**** Data provided ****

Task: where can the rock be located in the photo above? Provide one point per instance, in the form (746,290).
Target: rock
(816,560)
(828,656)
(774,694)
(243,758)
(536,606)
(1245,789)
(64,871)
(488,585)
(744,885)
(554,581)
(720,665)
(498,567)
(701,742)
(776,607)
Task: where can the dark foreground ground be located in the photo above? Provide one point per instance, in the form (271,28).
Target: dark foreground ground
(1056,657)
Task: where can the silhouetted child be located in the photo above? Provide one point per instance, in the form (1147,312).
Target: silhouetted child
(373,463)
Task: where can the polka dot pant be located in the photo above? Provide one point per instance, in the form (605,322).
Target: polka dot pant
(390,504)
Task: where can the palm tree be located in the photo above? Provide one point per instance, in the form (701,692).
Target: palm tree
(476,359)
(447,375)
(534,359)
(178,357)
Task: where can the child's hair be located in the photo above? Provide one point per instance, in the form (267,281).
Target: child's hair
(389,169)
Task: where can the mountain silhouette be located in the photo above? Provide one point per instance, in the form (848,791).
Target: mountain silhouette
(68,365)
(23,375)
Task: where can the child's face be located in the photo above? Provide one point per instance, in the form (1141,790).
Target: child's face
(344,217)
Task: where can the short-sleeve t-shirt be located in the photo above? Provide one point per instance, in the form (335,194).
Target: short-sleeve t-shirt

****

Please copy the line that holds "Task: where can the short-sleeve" and each line under it through the last line above, exactly as they stand, adding nothing.

Task: where can the short-sleeve t-shirt be located in the photo above? Provide one point per instance, in the form (335,194).
Target: short-sleeve t-shirt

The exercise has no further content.